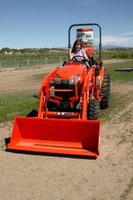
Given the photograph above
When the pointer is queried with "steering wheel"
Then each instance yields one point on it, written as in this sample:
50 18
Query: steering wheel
74 58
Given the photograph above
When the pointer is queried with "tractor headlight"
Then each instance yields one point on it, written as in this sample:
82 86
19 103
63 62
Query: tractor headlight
57 79
74 78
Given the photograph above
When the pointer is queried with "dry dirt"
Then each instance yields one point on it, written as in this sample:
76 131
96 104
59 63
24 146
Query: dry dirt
110 176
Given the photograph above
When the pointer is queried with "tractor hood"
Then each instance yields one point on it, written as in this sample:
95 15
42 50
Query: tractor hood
71 69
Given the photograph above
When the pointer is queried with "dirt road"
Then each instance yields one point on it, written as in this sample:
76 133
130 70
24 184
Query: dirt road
33 177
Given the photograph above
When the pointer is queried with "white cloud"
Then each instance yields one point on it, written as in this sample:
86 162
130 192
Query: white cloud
125 40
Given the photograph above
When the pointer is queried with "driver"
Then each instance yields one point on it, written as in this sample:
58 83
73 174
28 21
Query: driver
78 51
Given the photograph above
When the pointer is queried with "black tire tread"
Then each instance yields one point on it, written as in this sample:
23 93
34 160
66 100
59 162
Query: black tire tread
105 91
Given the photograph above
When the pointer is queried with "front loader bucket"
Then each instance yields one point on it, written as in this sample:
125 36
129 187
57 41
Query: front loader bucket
60 136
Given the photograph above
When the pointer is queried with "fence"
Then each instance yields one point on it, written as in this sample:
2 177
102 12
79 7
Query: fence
22 62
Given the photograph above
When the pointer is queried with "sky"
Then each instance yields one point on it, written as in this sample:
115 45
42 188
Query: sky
44 23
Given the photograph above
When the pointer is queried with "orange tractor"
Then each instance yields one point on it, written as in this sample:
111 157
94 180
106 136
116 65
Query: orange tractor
70 100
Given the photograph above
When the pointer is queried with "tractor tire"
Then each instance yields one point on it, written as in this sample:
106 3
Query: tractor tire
93 110
105 91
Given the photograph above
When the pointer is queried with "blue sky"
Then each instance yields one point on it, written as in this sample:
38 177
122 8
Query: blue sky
44 23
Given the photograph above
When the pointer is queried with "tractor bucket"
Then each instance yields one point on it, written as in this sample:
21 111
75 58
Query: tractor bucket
59 136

## Task description
Repeat the data exactly, without the pictures.

## Solution to the problem
Given the photograph above
When the pointer is queried with "steering wheel"
Then each instance yields one point on it, written as in this sample:
50 18
Query: steering wheel
74 58
Given the photograph above
When the pointer is queried with "tractor headlight"
Then each instance yields one point on it, written as in this sample:
82 86
19 103
63 62
Query: tractor headlight
57 79
74 78
Given the photograph above
When the pointer is queried with "dry dirt"
Then each instance yields one point on it, written as in this sample:
76 131
96 104
59 63
24 146
Query: dry dirt
110 176
Given the photograph above
When the pointer is queried with "tractor hood"
Then each instance yields one point on it, written as in this sample:
95 15
42 50
Query: tractor hood
71 69
Given the photograph above
When the pointer is queried with "dirt road"
Then each instance yields one point on it, written as in this sample:
76 133
130 70
24 184
Query: dirt road
33 177
Given the photograph above
When the pointer is queried with "white cloud"
Then each instance yields one point on it, written as in this sample:
86 162
130 192
Query: white cloud
125 40
Given the photograph above
When the pointer is queried with "driver"
Then each instance yields one point on it, written as in this sample:
58 83
73 174
28 21
Query: driver
78 51
Given the photograph above
When the pointer is queried with "black tire tread"
Then each instance yields one point on it, written as in this sample:
23 93
34 160
66 100
59 162
Query: black tire tread
105 91
Given the photograph above
When the pointer is queried with "front loader bucket"
Then each instance yields one point on it, written as in this sample:
125 36
129 187
57 41
Query: front loader bucket
60 136
Given the photograph above
When the pointer is queried with "fence"
Then each instance yields one point on it, written as in this sample:
2 177
102 12
79 7
Query: fence
22 62
Given the photograph above
When the pointer is queried with "sky"
Then each instance yields one point on it, written as in this sample:
115 45
42 188
Query: sky
44 23
Given the photograph above
When the pointer is queried with "orange tractor"
Then each instance yields one point on it, written as in this sample:
111 157
94 180
106 136
116 65
Query: orange tractor
70 100
Given the photograph above
When the pointer is queried with "tractor tire"
Then each instance yields one point on it, written as in this sample:
106 3
Query: tractor tire
93 110
105 91
Given the photograph above
When the pointer is queried with "blue sky"
Then each instance yields one point on it, written as in this sample:
38 177
122 8
Query: blue sky
44 23
Given the photograph above
When the pointer is queried with "tractor bucket"
Then each instance yields one point on it, written as in this sample:
21 111
75 58
Query: tractor bucket
59 136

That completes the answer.